Transcribe each entry so that nothing differs from the original.

==== Data

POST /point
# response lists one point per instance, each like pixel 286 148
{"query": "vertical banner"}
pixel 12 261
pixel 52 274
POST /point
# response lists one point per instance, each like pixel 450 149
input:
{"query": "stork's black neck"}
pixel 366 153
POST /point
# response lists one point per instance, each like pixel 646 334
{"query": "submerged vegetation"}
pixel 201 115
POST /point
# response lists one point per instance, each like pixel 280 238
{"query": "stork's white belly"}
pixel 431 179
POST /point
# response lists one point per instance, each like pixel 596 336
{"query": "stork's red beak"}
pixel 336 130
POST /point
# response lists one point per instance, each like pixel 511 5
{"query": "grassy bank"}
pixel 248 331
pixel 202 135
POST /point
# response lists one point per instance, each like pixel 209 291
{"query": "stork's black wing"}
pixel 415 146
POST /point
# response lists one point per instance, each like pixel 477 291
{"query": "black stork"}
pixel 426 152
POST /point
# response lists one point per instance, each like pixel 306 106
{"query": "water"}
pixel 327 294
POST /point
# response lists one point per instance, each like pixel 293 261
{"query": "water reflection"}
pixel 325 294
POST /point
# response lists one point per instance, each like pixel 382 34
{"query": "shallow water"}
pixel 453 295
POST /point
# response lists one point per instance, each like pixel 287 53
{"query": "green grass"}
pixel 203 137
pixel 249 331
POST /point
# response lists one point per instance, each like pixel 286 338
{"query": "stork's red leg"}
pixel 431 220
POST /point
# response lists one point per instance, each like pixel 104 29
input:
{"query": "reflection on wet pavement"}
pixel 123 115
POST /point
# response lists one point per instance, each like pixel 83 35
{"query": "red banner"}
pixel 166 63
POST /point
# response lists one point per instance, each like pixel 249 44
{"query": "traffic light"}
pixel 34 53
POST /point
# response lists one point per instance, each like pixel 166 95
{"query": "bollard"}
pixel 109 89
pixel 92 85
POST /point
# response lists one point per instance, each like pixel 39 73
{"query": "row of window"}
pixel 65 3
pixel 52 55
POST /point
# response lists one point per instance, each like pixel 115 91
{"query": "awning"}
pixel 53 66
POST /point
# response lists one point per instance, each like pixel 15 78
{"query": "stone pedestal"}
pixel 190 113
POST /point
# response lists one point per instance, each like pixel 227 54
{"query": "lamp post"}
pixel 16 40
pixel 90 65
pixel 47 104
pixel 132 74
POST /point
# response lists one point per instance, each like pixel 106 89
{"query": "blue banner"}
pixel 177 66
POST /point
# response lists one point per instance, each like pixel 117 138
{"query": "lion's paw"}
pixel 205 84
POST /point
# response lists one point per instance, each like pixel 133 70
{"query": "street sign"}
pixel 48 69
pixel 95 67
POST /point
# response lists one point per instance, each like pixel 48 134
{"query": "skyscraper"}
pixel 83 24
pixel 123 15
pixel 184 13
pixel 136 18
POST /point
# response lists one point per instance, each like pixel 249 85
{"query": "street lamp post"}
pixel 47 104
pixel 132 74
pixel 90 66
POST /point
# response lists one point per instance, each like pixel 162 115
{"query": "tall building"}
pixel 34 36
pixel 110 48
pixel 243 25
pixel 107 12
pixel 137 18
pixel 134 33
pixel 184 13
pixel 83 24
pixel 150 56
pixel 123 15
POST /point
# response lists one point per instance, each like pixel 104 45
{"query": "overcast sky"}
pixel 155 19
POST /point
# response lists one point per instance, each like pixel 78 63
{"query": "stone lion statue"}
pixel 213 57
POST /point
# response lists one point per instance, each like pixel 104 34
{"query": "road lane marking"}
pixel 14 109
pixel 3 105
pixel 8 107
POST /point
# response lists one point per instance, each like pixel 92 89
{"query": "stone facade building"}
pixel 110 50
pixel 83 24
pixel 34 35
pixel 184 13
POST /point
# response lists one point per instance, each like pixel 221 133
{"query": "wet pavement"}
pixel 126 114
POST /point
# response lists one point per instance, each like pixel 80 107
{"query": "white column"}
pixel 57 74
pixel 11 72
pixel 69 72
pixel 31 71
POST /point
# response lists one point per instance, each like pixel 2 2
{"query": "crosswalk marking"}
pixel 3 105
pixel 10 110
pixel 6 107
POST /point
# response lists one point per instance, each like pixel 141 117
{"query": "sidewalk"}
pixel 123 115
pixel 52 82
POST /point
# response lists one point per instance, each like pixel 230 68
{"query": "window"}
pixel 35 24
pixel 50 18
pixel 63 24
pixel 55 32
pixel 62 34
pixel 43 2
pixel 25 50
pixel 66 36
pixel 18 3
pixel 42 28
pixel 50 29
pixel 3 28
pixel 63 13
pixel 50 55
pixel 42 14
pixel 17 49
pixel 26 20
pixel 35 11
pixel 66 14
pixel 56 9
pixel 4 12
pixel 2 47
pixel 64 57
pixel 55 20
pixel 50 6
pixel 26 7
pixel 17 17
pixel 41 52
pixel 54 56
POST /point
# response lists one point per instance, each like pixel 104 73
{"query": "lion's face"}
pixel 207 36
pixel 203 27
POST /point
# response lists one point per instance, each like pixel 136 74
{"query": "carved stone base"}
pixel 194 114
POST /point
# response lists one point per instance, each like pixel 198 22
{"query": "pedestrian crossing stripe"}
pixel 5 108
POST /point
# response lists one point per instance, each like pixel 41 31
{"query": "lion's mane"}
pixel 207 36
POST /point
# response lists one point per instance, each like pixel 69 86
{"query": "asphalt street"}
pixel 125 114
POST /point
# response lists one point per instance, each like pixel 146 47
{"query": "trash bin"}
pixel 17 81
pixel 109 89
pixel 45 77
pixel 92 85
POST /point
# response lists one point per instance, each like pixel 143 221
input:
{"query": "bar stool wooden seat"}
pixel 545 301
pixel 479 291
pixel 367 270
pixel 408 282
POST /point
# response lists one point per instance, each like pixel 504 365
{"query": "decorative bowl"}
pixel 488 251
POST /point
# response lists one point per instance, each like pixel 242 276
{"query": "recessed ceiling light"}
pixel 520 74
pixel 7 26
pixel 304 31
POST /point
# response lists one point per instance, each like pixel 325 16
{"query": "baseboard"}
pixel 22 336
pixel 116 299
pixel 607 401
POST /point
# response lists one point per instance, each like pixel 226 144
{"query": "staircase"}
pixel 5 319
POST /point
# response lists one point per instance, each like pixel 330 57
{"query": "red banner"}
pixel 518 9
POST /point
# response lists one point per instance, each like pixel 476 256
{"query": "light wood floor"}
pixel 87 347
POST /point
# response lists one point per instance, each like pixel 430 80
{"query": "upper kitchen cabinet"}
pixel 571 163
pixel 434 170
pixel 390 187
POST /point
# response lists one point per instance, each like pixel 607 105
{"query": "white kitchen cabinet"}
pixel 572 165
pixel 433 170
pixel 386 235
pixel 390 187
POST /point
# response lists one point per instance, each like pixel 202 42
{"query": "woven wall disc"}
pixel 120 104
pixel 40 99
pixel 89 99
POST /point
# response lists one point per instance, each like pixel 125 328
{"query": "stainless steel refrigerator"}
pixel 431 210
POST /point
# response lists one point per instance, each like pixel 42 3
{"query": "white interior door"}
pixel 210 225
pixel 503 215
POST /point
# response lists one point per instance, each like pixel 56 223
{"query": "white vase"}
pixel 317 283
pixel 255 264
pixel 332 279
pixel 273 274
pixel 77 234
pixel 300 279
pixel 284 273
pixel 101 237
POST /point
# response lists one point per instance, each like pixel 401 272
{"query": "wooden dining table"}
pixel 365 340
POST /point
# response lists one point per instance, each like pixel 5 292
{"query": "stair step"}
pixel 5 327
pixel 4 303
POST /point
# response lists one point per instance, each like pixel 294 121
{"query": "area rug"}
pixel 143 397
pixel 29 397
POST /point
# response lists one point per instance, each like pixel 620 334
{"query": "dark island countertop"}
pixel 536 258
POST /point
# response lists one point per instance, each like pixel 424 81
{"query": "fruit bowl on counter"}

========

▶ _Answer for the task_:
POST /point
# response lists one point per instance, each like pixel 286 148
{"query": "vertical banner"}
pixel 12 261
pixel 52 274
POST /point
# response lists one point per instance, each like pixel 450 149
input:
{"query": "stork's black neck"}
pixel 366 153
POST /point
# response lists one point per instance, each like pixel 646 334
{"query": "submerged vegetation"}
pixel 201 115
POST /point
# response lists one point per instance, each like pixel 280 238
{"query": "stork's white belly"}
pixel 431 179
POST /point
# response lists one point per instance, each like pixel 596 336
{"query": "stork's red beak"}
pixel 336 130
POST /point
# response lists one point per instance, each like pixel 511 5
{"query": "grassy bank"}
pixel 248 331
pixel 202 135
POST /point
# response lists one point per instance, each like pixel 209 291
{"query": "stork's black wing"}
pixel 415 146
POST /point
# response lists one point per instance, each like pixel 477 291
{"query": "black stork"}
pixel 426 152
POST /point
# response lists one point per instance, each like pixel 306 106
{"query": "water"}
pixel 327 294
POST /point
# response lists one point per instance, each like pixel 293 261
{"query": "water reflection"}
pixel 325 294
POST /point
# response lists one point per instance, each like pixel 382 34
{"query": "shallow water"}
pixel 453 295
POST /point
# response lists one point per instance, each like pixel 287 53
{"query": "green grass"}
pixel 203 137
pixel 249 331
POST /point
# response lists one point per instance, each like pixel 286 338
{"query": "stork's red leg"}
pixel 431 220
POST /point
# response lists one point per instance, each like pixel 104 29
input:
{"query": "reflection on wet pavement"}
pixel 123 115
POST /point
# response lists one point per instance, each like pixel 83 35
{"query": "red banner"}
pixel 166 63
POST /point
# response lists one point per instance, each like pixel 249 44
{"query": "traffic light"}
pixel 34 53
POST /point
# response lists one point per instance, each like pixel 166 95
{"query": "bollard"}
pixel 109 89
pixel 92 85
POST /point
# response lists one point per instance, each like pixel 39 73
{"query": "row of window"}
pixel 65 3
pixel 52 55
POST /point
# response lists one point per instance, each like pixel 115 91
{"query": "awning"}
pixel 53 66
POST /point
# response lists one point per instance, each like pixel 15 78
{"query": "stone pedestal"}
pixel 190 113
POST /point
# response lists one point per instance, each like pixel 227 54
{"query": "lamp post"}
pixel 16 40
pixel 90 65
pixel 47 104
pixel 132 74
POST /point
# response lists one point per instance, each like pixel 106 89
{"query": "blue banner"}
pixel 177 66
POST /point
# response lists one point per instance, each like pixel 117 138
{"query": "lion's paw"}
pixel 205 84
POST /point
# response lists one point per instance, each like pixel 133 70
{"query": "street sign"}
pixel 48 69
pixel 95 67
POST /point
# response lists one point per instance, each like pixel 48 134
{"query": "skyscraper"}
pixel 83 24
pixel 123 15
pixel 184 13
pixel 136 18
POST /point
# response lists one point per instance, each like pixel 249 85
{"query": "street lamp post"}
pixel 47 104
pixel 132 74
pixel 90 66
POST /point
# response lists one point per instance, each like pixel 162 115
{"query": "tall building"}
pixel 34 36
pixel 110 48
pixel 243 25
pixel 107 12
pixel 137 18
pixel 134 33
pixel 184 13
pixel 83 24
pixel 150 56
pixel 123 15
POST /point
# response lists one point per instance, each like pixel 104 45
{"query": "overcast sky"}
pixel 155 19
POST /point
# response lists one point per instance, each like pixel 78 63
{"query": "stone lion statue"}
pixel 213 57
POST /point
# response lists one point per instance, each like pixel 104 34
{"query": "road lane marking"}
pixel 14 109
pixel 3 105
pixel 8 107
POST /point
# response lists one point per instance, each like pixel 92 89
{"query": "stone facade building"}
pixel 110 50
pixel 83 24
pixel 34 35
pixel 184 13
POST /point
# response lists one point per instance, each like pixel 221 133
{"query": "wet pavement"}
pixel 126 114
POST /point
# response lists one point per instance, each like pixel 80 107
{"query": "white column"}
pixel 57 74
pixel 11 72
pixel 69 72
pixel 31 71
POST /point
# response lists one point per instance, each like pixel 2 2
{"query": "crosswalk marking"}
pixel 3 105
pixel 10 110
pixel 6 107
POST /point
# response lists one point per instance, each like pixel 141 117
{"query": "sidewalk"}
pixel 123 115
pixel 52 82
POST /point
# response lists one point per instance, each like pixel 230 68
{"query": "window"}
pixel 35 24
pixel 50 18
pixel 63 24
pixel 55 32
pixel 62 34
pixel 43 2
pixel 25 50
pixel 66 36
pixel 18 3
pixel 42 28
pixel 50 29
pixel 3 28
pixel 63 13
pixel 50 55
pixel 42 14
pixel 17 49
pixel 26 20
pixel 35 11
pixel 66 14
pixel 56 9
pixel 4 12
pixel 2 47
pixel 64 57
pixel 55 20
pixel 50 6
pixel 26 7
pixel 17 17
pixel 41 52
pixel 54 56
POST /point
# response lists one point per instance, each like pixel 104 73
{"query": "lion's face"}
pixel 207 36
pixel 203 27
POST /point
# response lists one point per instance, each like pixel 136 74
{"query": "carved stone base"}
pixel 194 114
POST /point
# response lists one point per instance, each like pixel 198 22
{"query": "pedestrian crossing stripe"}
pixel 5 108
POST /point
# response lists one point per instance, each like pixel 41 31
{"query": "lion's mane"}
pixel 207 36
POST /point
# response lists one point per instance, each like pixel 69 86
{"query": "asphalt street"}
pixel 125 114
POST /point
# response lists one point per instance, each like pixel 146 47
{"query": "trash bin"}
pixel 17 81
pixel 109 89
pixel 45 77
pixel 92 85
POST /point
# response lists one point per instance, each like pixel 143 221
input:
{"query": "bar stool wooden seat"}
pixel 545 301
pixel 479 291
pixel 367 270
pixel 408 282
POST /point
# response lists one point per instance, each like pixel 504 365
{"query": "decorative bowl"}
pixel 488 251
POST /point
# response lists one point per instance, each like pixel 242 276
{"query": "recessed ceiling light"}
pixel 520 74
pixel 7 26
pixel 304 31
POST /point
# response lists one point per instance, each like pixel 325 16
{"query": "baseboard"}
pixel 22 336
pixel 116 299
pixel 607 401
POST /point
# response lists one point per instance, each like pixel 226 144
{"query": "staircase"}
pixel 5 319
POST /point
# response lists one point per instance, each like pixel 330 57
{"query": "red banner"}
pixel 518 9
POST /point
# response lists one point per instance, each like pixel 476 256
{"query": "light wood floor"}
pixel 87 347
POST /point
# response lists one point per instance, each like pixel 430 80
{"query": "upper kitchen cabinet"}
pixel 571 163
pixel 434 170
pixel 390 187
POST /point
# response lists one point per instance, each like pixel 607 105
{"query": "white kitchen cabinet"}
pixel 572 165
pixel 433 170
pixel 386 235
pixel 390 187
POST /point
# response lists one point per instance, each like pixel 202 42
{"query": "woven wall disc"}
pixel 120 104
pixel 40 99
pixel 89 99
POST /point
# response lists one point per instance, each like pixel 125 328
{"query": "stainless steel refrigerator"}
pixel 431 210
POST /point
# response lists one point per instance, each like pixel 42 3
{"query": "white interior door"}
pixel 210 225
pixel 503 215
POST /point
# response lists one point per instance, each like pixel 56 223
{"query": "white vase"}
pixel 317 283
pixel 255 264
pixel 332 279
pixel 273 274
pixel 77 234
pixel 300 279
pixel 284 273
pixel 101 237
POST /point
# response lists one point per instance, each like pixel 401 272
{"query": "wooden dining table"}
pixel 365 340
POST /point
# response lists one point per instance, each like pixel 5 292
{"query": "stair step"}
pixel 5 327
pixel 4 303
POST /point
# response lists one point per instance, each like pixel 294 121
{"query": "area rug"}
pixel 143 397
pixel 29 397
POST /point
# response lists one point per instance, each like pixel 620 334
{"query": "dark island countertop"}
pixel 536 258
POST /point
# response lists one point per instance, each like pixel 424 81
{"query": "fruit bowl on counter"}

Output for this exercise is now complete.